**Instructions for the task**. Reproduce all of the data exactly as written.

☆ ☆ ☆ ☆ ☆ ☆ ☆

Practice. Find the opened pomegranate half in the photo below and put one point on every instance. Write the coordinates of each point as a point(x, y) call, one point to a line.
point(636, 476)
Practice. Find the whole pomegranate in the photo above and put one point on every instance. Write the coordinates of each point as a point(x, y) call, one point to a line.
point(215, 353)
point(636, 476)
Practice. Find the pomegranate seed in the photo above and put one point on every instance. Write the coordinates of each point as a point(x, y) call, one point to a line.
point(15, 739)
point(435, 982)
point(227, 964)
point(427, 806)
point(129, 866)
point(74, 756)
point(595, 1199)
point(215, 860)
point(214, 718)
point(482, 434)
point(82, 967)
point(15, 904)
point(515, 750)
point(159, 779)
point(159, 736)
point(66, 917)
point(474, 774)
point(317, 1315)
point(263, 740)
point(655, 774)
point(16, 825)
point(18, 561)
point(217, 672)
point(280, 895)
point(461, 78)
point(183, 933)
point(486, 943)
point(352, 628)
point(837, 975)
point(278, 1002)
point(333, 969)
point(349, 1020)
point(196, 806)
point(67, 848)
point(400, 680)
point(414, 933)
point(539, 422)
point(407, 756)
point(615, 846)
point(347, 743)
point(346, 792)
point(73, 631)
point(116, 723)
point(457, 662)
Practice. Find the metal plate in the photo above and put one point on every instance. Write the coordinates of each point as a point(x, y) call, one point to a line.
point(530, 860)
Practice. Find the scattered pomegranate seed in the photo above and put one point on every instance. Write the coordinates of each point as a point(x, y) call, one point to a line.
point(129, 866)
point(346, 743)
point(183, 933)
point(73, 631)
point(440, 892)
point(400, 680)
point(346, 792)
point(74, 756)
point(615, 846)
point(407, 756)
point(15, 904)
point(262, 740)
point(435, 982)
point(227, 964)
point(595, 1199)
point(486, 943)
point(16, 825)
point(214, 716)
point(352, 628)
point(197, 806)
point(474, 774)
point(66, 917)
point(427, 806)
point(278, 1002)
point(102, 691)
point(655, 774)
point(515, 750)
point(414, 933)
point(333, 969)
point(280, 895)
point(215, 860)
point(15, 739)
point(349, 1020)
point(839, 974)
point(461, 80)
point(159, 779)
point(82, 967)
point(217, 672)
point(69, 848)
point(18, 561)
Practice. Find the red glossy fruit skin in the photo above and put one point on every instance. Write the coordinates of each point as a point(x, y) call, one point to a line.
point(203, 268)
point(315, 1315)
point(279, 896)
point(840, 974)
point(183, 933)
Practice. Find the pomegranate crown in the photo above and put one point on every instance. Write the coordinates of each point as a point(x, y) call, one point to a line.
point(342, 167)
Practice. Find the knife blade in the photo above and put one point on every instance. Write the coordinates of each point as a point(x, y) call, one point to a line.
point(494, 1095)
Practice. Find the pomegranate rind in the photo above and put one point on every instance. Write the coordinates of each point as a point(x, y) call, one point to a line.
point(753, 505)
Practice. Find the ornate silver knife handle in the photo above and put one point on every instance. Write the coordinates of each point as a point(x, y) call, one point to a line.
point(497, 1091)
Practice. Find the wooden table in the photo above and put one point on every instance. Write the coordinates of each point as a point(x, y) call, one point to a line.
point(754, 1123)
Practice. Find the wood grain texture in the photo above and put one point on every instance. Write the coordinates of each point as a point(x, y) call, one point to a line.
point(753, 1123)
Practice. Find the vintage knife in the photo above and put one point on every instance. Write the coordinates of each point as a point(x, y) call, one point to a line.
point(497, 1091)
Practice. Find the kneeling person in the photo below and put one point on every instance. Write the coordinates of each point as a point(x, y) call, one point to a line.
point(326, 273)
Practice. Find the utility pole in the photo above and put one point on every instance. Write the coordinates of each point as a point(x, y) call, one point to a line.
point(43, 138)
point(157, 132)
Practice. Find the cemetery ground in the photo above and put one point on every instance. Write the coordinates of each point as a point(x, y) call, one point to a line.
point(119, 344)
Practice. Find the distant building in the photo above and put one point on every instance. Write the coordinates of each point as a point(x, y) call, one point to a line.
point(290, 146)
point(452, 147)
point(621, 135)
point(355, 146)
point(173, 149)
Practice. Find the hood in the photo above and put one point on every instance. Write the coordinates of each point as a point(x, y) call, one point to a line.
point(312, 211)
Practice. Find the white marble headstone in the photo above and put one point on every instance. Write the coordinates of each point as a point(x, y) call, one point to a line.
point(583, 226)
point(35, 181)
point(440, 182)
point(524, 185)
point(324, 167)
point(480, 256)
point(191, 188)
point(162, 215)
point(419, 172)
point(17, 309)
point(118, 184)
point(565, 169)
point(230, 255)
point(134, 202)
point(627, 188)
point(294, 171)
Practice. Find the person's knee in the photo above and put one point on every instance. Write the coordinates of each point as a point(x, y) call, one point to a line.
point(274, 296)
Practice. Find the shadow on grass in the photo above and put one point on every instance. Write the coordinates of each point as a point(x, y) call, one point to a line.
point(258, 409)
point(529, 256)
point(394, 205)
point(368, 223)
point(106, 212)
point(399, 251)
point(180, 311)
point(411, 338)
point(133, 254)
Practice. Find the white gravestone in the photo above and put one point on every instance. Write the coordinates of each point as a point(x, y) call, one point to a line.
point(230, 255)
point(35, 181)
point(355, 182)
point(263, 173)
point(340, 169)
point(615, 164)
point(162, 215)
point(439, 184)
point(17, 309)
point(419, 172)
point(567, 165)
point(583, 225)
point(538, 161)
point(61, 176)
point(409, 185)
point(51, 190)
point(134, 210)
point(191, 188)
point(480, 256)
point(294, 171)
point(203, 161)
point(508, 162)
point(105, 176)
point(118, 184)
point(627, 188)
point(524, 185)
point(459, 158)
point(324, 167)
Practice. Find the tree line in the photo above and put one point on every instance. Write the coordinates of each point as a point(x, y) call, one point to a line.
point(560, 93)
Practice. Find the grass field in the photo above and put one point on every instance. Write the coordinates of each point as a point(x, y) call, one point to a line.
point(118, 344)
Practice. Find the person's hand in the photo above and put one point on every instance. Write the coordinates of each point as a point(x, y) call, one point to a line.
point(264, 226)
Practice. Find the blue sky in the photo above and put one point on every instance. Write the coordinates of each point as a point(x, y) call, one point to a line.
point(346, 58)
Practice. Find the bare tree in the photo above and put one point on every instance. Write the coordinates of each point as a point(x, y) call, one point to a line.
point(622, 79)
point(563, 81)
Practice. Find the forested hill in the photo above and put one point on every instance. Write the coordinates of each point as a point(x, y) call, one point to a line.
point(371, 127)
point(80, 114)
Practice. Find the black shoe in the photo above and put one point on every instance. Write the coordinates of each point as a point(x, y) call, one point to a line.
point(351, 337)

☆ ☆ ☆ ☆ ☆ ☆ ☆

**Response to this exercise**.
Practice. Find the opened pomegranate half in the photo below and put one point on every instance. Write the coordinates of each point as a point(x, y) call, one point to a line.
point(636, 476)
Practice. Find the whole pomegranate in the photo above and put one point on every instance. Write the coordinates of each point as a point(x, y) call, one point to a line.
point(215, 353)
point(636, 476)
Practice. Find the pomegranate seed in the photo above and put one point on every instance. Write the coordinates of each point as a point(x, y) call, one point to a line.
point(15, 739)
point(435, 982)
point(227, 964)
point(427, 806)
point(129, 866)
point(74, 756)
point(595, 1199)
point(215, 860)
point(214, 718)
point(482, 434)
point(82, 967)
point(15, 904)
point(515, 750)
point(159, 779)
point(159, 736)
point(66, 917)
point(474, 774)
point(317, 1315)
point(263, 740)
point(655, 774)
point(16, 825)
point(18, 561)
point(217, 672)
point(280, 895)
point(461, 78)
point(183, 933)
point(486, 943)
point(352, 628)
point(837, 975)
point(278, 1002)
point(333, 969)
point(349, 1020)
point(196, 806)
point(67, 848)
point(400, 680)
point(414, 933)
point(539, 422)
point(407, 756)
point(615, 846)
point(347, 743)
point(346, 792)
point(73, 631)
point(116, 723)
point(457, 662)
Practice. Find the metal plate in the photo above and put one point on every instance. Write the coordinates of each point as a point(x, y) call, one point to a line.
point(530, 860)
Practice. Find the scattered pomegranate seed in the photo above and put one point on every instance. Write the coordinates of each point as a point(x, y) call, one point to a line.
point(129, 866)
point(346, 743)
point(183, 933)
point(73, 631)
point(440, 892)
point(400, 680)
point(346, 792)
point(74, 756)
point(615, 846)
point(407, 756)
point(15, 904)
point(262, 740)
point(435, 982)
point(227, 964)
point(595, 1199)
point(486, 943)
point(16, 825)
point(214, 716)
point(352, 628)
point(197, 806)
point(474, 774)
point(66, 917)
point(427, 806)
point(278, 1002)
point(102, 691)
point(655, 774)
point(515, 750)
point(414, 933)
point(333, 969)
point(280, 895)
point(215, 860)
point(15, 739)
point(349, 1020)
point(839, 974)
point(461, 80)
point(159, 779)
point(82, 967)
point(217, 672)
point(69, 848)
point(18, 561)
Practice. Find the red glossy fruit skin in the photo above and put one point on every instance. Write the coordinates of each point as a point(x, y) call, one point to a line.
point(203, 268)
point(315, 1315)
point(279, 896)
point(840, 974)
point(183, 933)
Practice. Find the pomegranate crown in the photo above and put one point on every instance. Write the coordinates of each point as a point(x, y) call, one point to a line.
point(342, 167)
Practice. Find the knife blade in the photo above and put one point on every instance. Write the coordinates of each point as a point(x, y) call, one point to a line.
point(494, 1095)
Practice. Find the pomegranate rind in the photo above and put one point on every instance. Write the coordinates of each point as a point(x, y) call, one point to a line.
point(753, 505)
Practice. Find the ornate silver knife handle in the photo above and put one point on every instance. Write the coordinates of each point as a point(x, y) call, one point to a line.
point(497, 1091)
Practice. Find the wooden table in the photo above and put one point on every instance. Write the coordinates of each point as a point(x, y) call, one point to a line.
point(754, 1123)
Practice. Find the wood grain texture in the photo above and put one point on every instance. Write the coordinates of each point as a point(x, y) call, one point to a line.
point(753, 1123)
Practice. Find the vintage knife in the photo above and put one point on every instance. Write the coordinates of each point as a point(x, y) call, one point to a line.
point(497, 1091)
Practice. Find the kneeling person in the photo below and put one point on every instance. Write the coordinates of each point as a point(x, y) call, one point to a line.
point(326, 273)
Practice. Find the utility pole in the photo above and put one point on every instance. Write the coordinates of each point as a point(x, y) call, one point to a line.
point(43, 138)
point(157, 132)
Practice. Find the cemetery ground in the photo above and put one point on every instance. Write the coordinates of each point as a point(x, y) call, one point to a line.
point(119, 344)
Practice. Find the distant building in the photo above and put one point on every instance. Write the coordinates of each point as a point(x, y) call, one point to a line.
point(290, 146)
point(452, 147)
point(621, 135)
point(355, 146)
point(173, 149)
Practice. Find the hood in the photo above and put one point on every instance. Write the coordinates of each point as a point(x, y) call, one point to a line.
point(312, 211)
Practice. Find the white marble headstone in the photo above and put one point on every instance. Write the coordinates of each point as a point(x, y) call, one point to a line.
point(583, 226)
point(35, 181)
point(440, 182)
point(524, 185)
point(324, 167)
point(480, 256)
point(191, 188)
point(162, 215)
point(419, 172)
point(17, 309)
point(118, 184)
point(565, 169)
point(230, 255)
point(134, 202)
point(627, 188)
point(294, 171)
Practice. Find the person's knee in the photo above and put one point on every instance. Write the coordinates of each point as a point(x, y) call, one point to a line.
point(274, 296)
Practice. Find the shadow on grass in the photo above and put one point on every instance. Write the coordinates of each point as a point(x, y) call, one point to a line.
point(258, 409)
point(529, 256)
point(394, 205)
point(368, 223)
point(106, 212)
point(399, 251)
point(180, 311)
point(411, 338)
point(133, 254)
Practice. Find the white gravestone in the photo above and put one point on every instance. Write the coordinates of each point as a point(x, y) call, one point to a line.
point(230, 255)
point(35, 181)
point(355, 182)
point(263, 173)
point(340, 169)
point(615, 164)
point(162, 215)
point(439, 184)
point(17, 309)
point(419, 172)
point(567, 165)
point(583, 225)
point(538, 161)
point(61, 176)
point(409, 185)
point(51, 190)
point(134, 210)
point(191, 188)
point(480, 256)
point(294, 171)
point(203, 161)
point(508, 162)
point(105, 176)
point(118, 184)
point(627, 188)
point(524, 185)
point(459, 158)
point(324, 167)
Practice. Find the tree line in the photo above and put one point on every instance. Write the coordinates of each point as a point(x, y) call, one point to a line.
point(560, 93)
Practice. Find the grass field in the photo above and put one point on every instance. Write the coordinates of each point as a point(x, y) call, one point to a line.
point(118, 344)
Practice. Find the person's hand in the photo above and put one point on every instance. Write the coordinates of each point as a point(x, y) call, one point to a line.
point(264, 226)
Practice. Find the blue sky in the photo above and put one point on every instance. Write the coordinates of each point as a point(x, y) call, one point to a line.
point(346, 58)
Practice. Find the bare tree in the photo above and put one point on every instance. Write the coordinates of each point as a point(x, y) call, one point to a line.
point(622, 79)
point(563, 81)
Practice. Find the forested hill in the photo above and put one point on every instance. Write the coordinates of each point as a point(x, y) call, one point to a line.
point(371, 127)
point(80, 114)
Practice. Find the black shoe in the photo above and put one point on every instance. Write the coordinates of each point as a point(x, y) call, one point to a line.
point(351, 337)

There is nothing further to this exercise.